Put the listing below into a Markdown table with two columns, No. and Text, giving each row a number. Begin at the line that contains "[detect] long white bench", stop after the last line of the listing, and leave out blank lines.

#### Supplied data ####

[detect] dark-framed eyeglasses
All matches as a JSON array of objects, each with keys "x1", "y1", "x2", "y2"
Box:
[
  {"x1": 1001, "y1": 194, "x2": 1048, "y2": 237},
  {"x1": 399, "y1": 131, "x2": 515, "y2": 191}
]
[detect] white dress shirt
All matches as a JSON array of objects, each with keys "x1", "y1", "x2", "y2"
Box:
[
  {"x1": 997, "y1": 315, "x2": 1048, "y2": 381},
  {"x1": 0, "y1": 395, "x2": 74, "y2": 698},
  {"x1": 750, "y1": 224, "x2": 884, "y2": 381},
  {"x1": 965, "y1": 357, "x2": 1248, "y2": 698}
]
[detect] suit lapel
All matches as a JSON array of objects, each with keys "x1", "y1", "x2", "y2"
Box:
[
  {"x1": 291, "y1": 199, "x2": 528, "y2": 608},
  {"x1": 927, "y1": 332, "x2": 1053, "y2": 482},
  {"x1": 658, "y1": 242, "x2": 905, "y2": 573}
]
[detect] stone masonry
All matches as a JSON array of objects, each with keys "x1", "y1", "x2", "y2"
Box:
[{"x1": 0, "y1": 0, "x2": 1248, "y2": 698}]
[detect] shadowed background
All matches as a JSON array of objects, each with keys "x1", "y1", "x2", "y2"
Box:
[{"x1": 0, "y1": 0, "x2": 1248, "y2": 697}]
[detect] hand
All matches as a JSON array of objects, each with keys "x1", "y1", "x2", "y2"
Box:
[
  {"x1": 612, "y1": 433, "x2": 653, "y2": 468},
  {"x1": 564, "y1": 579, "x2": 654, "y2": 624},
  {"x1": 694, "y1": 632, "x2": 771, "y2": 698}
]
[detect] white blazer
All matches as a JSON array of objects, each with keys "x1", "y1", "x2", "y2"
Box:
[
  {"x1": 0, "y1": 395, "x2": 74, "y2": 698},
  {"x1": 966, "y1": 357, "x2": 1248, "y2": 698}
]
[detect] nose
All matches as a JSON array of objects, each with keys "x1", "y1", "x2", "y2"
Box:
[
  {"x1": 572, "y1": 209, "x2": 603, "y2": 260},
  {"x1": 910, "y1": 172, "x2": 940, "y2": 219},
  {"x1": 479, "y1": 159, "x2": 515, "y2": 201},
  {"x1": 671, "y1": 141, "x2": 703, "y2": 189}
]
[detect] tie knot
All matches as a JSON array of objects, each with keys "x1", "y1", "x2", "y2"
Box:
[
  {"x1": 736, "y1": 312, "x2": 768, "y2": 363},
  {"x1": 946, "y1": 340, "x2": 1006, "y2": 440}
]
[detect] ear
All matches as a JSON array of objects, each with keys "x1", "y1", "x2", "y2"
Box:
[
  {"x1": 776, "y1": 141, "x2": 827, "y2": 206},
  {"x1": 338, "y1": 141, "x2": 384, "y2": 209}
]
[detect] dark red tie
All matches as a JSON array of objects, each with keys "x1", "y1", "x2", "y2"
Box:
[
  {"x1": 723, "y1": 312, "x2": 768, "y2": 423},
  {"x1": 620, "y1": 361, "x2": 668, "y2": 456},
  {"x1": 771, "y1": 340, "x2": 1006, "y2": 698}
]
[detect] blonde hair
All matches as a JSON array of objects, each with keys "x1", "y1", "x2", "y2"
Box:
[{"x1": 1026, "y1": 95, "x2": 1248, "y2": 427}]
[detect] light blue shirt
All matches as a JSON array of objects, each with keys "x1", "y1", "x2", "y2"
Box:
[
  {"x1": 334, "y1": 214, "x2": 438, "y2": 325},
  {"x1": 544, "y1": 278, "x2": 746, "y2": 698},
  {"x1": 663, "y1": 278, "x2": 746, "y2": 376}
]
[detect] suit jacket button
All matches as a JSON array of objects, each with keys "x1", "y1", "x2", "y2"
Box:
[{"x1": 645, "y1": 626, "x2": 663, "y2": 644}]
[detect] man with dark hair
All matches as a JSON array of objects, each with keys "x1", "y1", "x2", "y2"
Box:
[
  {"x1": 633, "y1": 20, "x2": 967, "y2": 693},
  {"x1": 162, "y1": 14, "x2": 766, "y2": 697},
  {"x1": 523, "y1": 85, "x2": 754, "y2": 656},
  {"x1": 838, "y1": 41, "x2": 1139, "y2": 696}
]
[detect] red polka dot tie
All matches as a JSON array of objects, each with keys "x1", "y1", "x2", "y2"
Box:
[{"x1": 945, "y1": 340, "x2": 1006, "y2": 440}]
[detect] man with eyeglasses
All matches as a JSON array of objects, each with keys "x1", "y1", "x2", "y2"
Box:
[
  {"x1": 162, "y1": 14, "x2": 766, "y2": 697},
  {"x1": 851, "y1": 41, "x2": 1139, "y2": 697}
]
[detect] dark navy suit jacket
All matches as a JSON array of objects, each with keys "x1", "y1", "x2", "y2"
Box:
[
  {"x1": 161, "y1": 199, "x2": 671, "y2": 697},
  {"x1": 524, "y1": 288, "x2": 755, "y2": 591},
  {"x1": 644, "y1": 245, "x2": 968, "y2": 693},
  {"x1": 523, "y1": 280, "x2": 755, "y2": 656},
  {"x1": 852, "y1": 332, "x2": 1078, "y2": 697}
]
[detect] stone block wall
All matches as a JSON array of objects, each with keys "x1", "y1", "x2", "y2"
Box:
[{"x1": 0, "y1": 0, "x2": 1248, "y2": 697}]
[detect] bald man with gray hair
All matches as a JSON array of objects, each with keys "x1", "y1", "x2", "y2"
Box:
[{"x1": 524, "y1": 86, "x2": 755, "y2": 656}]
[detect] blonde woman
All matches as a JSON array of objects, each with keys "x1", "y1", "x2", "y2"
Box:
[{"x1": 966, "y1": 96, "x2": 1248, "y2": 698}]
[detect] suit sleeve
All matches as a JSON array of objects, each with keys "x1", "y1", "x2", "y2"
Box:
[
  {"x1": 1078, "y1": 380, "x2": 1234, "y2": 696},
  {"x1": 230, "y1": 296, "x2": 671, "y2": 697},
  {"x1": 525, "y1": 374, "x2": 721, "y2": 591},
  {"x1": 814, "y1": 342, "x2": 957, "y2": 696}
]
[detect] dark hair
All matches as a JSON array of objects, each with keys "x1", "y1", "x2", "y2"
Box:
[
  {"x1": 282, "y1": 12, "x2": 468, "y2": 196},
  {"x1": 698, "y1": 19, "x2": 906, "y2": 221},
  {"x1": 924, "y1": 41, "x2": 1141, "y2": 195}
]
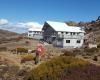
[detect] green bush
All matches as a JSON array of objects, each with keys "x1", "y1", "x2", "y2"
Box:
[
  {"x1": 28, "y1": 56, "x2": 89, "y2": 80},
  {"x1": 21, "y1": 54, "x2": 35, "y2": 63},
  {"x1": 97, "y1": 43, "x2": 100, "y2": 48},
  {"x1": 0, "y1": 47, "x2": 7, "y2": 51}
]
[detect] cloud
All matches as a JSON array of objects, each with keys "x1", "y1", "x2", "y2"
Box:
[
  {"x1": 26, "y1": 22, "x2": 42, "y2": 28},
  {"x1": 0, "y1": 19, "x2": 9, "y2": 25},
  {"x1": 0, "y1": 19, "x2": 42, "y2": 33}
]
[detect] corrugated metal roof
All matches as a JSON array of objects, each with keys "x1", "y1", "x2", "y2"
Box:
[{"x1": 46, "y1": 21, "x2": 85, "y2": 32}]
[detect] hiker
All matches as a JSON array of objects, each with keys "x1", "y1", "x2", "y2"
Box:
[{"x1": 35, "y1": 43, "x2": 45, "y2": 64}]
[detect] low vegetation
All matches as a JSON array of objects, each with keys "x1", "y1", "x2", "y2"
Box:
[{"x1": 28, "y1": 56, "x2": 89, "y2": 80}]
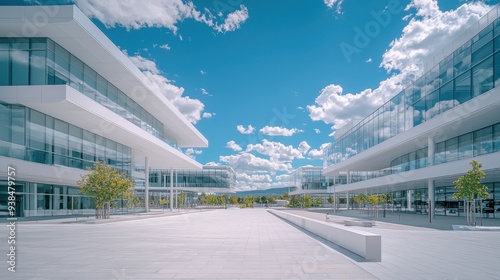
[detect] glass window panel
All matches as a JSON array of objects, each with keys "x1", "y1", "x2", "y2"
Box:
[
  {"x1": 30, "y1": 38, "x2": 47, "y2": 51},
  {"x1": 0, "y1": 50, "x2": 10, "y2": 86},
  {"x1": 413, "y1": 98, "x2": 425, "y2": 127},
  {"x1": 492, "y1": 124, "x2": 500, "y2": 152},
  {"x1": 434, "y1": 142, "x2": 446, "y2": 164},
  {"x1": 425, "y1": 90, "x2": 439, "y2": 120},
  {"x1": 439, "y1": 81, "x2": 456, "y2": 113},
  {"x1": 54, "y1": 119, "x2": 69, "y2": 159},
  {"x1": 28, "y1": 110, "x2": 45, "y2": 151},
  {"x1": 453, "y1": 47, "x2": 471, "y2": 77},
  {"x1": 472, "y1": 41, "x2": 493, "y2": 65},
  {"x1": 11, "y1": 38, "x2": 30, "y2": 50},
  {"x1": 11, "y1": 105, "x2": 26, "y2": 146},
  {"x1": 95, "y1": 135, "x2": 106, "y2": 163},
  {"x1": 30, "y1": 51, "x2": 46, "y2": 85},
  {"x1": 69, "y1": 125, "x2": 82, "y2": 168},
  {"x1": 106, "y1": 139, "x2": 116, "y2": 166},
  {"x1": 0, "y1": 102, "x2": 12, "y2": 142},
  {"x1": 493, "y1": 52, "x2": 500, "y2": 87},
  {"x1": 10, "y1": 50, "x2": 29, "y2": 86},
  {"x1": 472, "y1": 57, "x2": 493, "y2": 97},
  {"x1": 474, "y1": 126, "x2": 493, "y2": 156},
  {"x1": 82, "y1": 130, "x2": 95, "y2": 162},
  {"x1": 108, "y1": 83, "x2": 118, "y2": 103},
  {"x1": 439, "y1": 54, "x2": 453, "y2": 84},
  {"x1": 0, "y1": 38, "x2": 10, "y2": 51},
  {"x1": 83, "y1": 65, "x2": 97, "y2": 94},
  {"x1": 70, "y1": 55, "x2": 83, "y2": 92},
  {"x1": 415, "y1": 148, "x2": 427, "y2": 168},
  {"x1": 458, "y1": 133, "x2": 473, "y2": 159},
  {"x1": 455, "y1": 71, "x2": 471, "y2": 104},
  {"x1": 45, "y1": 115, "x2": 54, "y2": 164},
  {"x1": 493, "y1": 18, "x2": 500, "y2": 37},
  {"x1": 445, "y1": 137, "x2": 458, "y2": 162},
  {"x1": 46, "y1": 51, "x2": 56, "y2": 85},
  {"x1": 96, "y1": 74, "x2": 108, "y2": 96},
  {"x1": 54, "y1": 44, "x2": 70, "y2": 85}
]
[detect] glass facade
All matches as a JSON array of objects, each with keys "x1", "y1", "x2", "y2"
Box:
[
  {"x1": 0, "y1": 102, "x2": 132, "y2": 174},
  {"x1": 0, "y1": 180, "x2": 95, "y2": 217},
  {"x1": 324, "y1": 18, "x2": 500, "y2": 166},
  {"x1": 0, "y1": 38, "x2": 169, "y2": 146},
  {"x1": 390, "y1": 123, "x2": 500, "y2": 174},
  {"x1": 288, "y1": 167, "x2": 333, "y2": 192},
  {"x1": 149, "y1": 166, "x2": 236, "y2": 192}
]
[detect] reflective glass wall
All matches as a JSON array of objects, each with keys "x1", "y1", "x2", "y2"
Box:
[
  {"x1": 0, "y1": 38, "x2": 168, "y2": 145},
  {"x1": 0, "y1": 180, "x2": 95, "y2": 217},
  {"x1": 324, "y1": 15, "x2": 500, "y2": 166},
  {"x1": 0, "y1": 102, "x2": 132, "y2": 174},
  {"x1": 149, "y1": 168, "x2": 236, "y2": 191},
  {"x1": 288, "y1": 167, "x2": 333, "y2": 191}
]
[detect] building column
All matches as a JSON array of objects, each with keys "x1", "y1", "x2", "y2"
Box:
[
  {"x1": 170, "y1": 168, "x2": 174, "y2": 211},
  {"x1": 427, "y1": 136, "x2": 436, "y2": 166},
  {"x1": 427, "y1": 179, "x2": 434, "y2": 223},
  {"x1": 406, "y1": 190, "x2": 413, "y2": 211},
  {"x1": 33, "y1": 183, "x2": 38, "y2": 216},
  {"x1": 175, "y1": 170, "x2": 179, "y2": 209},
  {"x1": 144, "y1": 157, "x2": 149, "y2": 213},
  {"x1": 345, "y1": 191, "x2": 349, "y2": 210}
]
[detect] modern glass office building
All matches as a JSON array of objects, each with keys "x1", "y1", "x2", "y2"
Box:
[
  {"x1": 324, "y1": 6, "x2": 500, "y2": 218},
  {"x1": 149, "y1": 166, "x2": 236, "y2": 209},
  {"x1": 149, "y1": 166, "x2": 236, "y2": 194},
  {"x1": 288, "y1": 166, "x2": 333, "y2": 196},
  {"x1": 0, "y1": 5, "x2": 208, "y2": 217}
]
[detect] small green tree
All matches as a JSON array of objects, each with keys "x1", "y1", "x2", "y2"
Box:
[
  {"x1": 243, "y1": 195, "x2": 255, "y2": 208},
  {"x1": 76, "y1": 162, "x2": 134, "y2": 219},
  {"x1": 314, "y1": 197, "x2": 323, "y2": 207},
  {"x1": 304, "y1": 195, "x2": 313, "y2": 208},
  {"x1": 352, "y1": 193, "x2": 368, "y2": 208},
  {"x1": 453, "y1": 160, "x2": 490, "y2": 225}
]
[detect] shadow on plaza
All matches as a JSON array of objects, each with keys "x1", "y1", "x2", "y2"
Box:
[{"x1": 273, "y1": 212, "x2": 366, "y2": 262}]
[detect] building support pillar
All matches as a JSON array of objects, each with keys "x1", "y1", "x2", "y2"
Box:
[
  {"x1": 427, "y1": 136, "x2": 436, "y2": 166},
  {"x1": 170, "y1": 168, "x2": 174, "y2": 211},
  {"x1": 427, "y1": 179, "x2": 435, "y2": 223},
  {"x1": 345, "y1": 171, "x2": 351, "y2": 210},
  {"x1": 406, "y1": 190, "x2": 413, "y2": 211},
  {"x1": 33, "y1": 183, "x2": 38, "y2": 217},
  {"x1": 144, "y1": 157, "x2": 149, "y2": 213}
]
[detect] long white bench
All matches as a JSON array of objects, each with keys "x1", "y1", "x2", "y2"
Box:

####

▸ Written response:
| No. | Text |
|---|---|
| 1 | [detect] long white bench |
| 2 | All matches as a JSON array of objects, each with keys "x1", "y1", "x2", "y2" |
| 3 | Box: |